[TEXTO DE ESTUDIO]
====
Los foros se llenan tan rápido de opinadores profanos en tiro de jabalina, salto de valla y taekwondo como en salud mental. Enseguida saltaron los que la consideran “fuerte de cuerpo y débil de mente”. Los mismos que gritan “vete al médico” cuando se manifiestan las enfermedades mentales y los que prefieren a un tenista furibundo estrellando su masculinidad contra el suelo antes que a una mujer adulta echándose a un lado sin molestar –y sin partirle la crisma de un raquetazo a ninguna persona de la grada–. Eso sí, ni Simone Biles representa el fracaso o la flaqueza en su profesión, ni es necesario ser Simone Biles para petar.
====
[DATOS MOSTRADOS]
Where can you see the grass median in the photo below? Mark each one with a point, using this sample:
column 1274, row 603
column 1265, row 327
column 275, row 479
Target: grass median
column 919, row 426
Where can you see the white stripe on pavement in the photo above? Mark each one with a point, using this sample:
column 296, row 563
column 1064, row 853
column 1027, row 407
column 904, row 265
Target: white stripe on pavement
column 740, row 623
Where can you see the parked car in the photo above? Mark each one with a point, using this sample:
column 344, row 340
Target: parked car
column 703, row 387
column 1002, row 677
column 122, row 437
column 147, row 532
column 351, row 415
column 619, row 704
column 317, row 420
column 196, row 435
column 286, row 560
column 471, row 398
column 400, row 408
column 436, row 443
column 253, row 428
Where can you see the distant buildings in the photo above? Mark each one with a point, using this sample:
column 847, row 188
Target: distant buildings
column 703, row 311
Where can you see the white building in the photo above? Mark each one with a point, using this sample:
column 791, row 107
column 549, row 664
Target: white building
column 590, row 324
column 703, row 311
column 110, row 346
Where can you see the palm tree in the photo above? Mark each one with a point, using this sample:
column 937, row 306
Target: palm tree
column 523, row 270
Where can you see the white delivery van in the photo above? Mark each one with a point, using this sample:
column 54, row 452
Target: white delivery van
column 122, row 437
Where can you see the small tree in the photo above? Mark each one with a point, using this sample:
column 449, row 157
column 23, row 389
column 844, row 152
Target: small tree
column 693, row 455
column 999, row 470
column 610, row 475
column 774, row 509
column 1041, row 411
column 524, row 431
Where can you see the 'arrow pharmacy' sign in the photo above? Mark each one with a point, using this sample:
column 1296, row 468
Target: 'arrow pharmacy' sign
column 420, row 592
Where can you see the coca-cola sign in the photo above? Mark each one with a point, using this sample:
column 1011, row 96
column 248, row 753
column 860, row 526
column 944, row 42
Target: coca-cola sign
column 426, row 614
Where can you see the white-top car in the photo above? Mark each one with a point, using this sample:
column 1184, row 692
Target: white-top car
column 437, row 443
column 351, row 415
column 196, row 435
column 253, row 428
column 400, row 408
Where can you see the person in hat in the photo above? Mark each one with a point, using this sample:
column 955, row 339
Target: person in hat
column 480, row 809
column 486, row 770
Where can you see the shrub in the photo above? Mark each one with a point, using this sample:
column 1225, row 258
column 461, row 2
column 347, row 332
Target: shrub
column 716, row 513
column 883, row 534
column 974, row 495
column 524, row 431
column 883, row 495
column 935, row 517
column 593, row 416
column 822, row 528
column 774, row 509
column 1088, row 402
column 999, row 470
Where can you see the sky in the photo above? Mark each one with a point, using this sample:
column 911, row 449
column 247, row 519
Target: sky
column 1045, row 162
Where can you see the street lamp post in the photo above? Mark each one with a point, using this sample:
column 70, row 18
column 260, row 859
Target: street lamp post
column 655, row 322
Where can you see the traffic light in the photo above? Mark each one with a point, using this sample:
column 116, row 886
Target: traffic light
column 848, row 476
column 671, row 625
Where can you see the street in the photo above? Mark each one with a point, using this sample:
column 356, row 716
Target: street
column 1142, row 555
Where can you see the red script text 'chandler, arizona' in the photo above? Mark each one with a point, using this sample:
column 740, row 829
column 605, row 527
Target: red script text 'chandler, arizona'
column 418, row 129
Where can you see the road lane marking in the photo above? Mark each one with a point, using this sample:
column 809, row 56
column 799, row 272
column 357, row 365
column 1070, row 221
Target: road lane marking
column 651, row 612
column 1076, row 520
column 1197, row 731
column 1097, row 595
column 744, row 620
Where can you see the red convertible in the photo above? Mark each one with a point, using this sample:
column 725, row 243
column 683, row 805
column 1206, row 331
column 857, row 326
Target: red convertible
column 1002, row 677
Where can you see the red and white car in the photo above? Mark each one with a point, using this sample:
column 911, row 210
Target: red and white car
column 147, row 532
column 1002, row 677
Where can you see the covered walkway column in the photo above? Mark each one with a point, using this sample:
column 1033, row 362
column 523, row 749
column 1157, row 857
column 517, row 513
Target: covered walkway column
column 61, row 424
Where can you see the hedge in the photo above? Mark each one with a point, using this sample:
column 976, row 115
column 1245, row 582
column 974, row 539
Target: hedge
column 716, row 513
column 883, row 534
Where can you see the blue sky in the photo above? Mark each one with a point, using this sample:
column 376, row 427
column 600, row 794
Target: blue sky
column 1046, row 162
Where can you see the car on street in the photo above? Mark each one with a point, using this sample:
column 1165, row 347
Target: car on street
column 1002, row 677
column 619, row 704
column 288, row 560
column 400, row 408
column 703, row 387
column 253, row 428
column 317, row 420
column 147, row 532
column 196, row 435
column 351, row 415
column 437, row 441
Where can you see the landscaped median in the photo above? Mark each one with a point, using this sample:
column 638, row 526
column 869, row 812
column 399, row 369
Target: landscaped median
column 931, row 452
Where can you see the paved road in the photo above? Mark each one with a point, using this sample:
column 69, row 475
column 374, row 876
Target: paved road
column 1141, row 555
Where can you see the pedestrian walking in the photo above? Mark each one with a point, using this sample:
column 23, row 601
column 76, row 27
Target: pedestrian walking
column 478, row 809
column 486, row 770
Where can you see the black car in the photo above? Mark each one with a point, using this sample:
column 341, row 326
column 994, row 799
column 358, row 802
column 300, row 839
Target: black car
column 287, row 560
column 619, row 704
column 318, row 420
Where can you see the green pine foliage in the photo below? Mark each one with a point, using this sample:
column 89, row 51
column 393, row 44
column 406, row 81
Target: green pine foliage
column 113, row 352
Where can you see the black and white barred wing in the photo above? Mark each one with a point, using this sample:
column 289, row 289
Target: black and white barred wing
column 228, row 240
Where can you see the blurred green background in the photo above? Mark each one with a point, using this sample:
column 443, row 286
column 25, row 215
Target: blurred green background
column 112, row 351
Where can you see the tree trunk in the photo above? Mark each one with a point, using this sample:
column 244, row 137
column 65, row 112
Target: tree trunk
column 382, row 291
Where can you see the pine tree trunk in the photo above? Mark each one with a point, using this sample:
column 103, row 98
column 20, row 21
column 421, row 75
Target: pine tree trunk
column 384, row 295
====
[CONSIGNA 1]
Enumera las disciplinas deportivas que nombra la primera oración del texto sobre Simone Biles y la salud mental.
[CONSIGNA 2]
Continúa el texto sobre Simone Biles y la salud mental a partir de su última oración.

[RESPUESTA 1]
Tiro de jabalina, salto de valla y taekwondo.

[RESPUESTA 2]
Está bien recordar las muchas proezas de la gimnasta estadounidense. Sobre todo si sirven para acallar a los que la juzgan apoltronados desde sus sofás. Pero la trayectoria de Biles es tan válida como cualquier otra cuando se sufre un colapso mental. La gimnasta tenía derecho a estallar. Nadie lo duda. Pero todo el mundo lo tiene. Tú también lo tienes. No has ganado siete campeonatos del mundo y cuatro medallas en las olimpiadas de Río. Tampoco tienes a todo un equipo de personas controlando lo que dices, comes, bebes y tocas, ni te juegas la vida a diario en un Yurchenko con doble mortal carpado. Pero seguro que cuidas, educas, sirves, estudias, escribes, rellenas facturas o limpias casas y hoteles. Y eso es muchísimo.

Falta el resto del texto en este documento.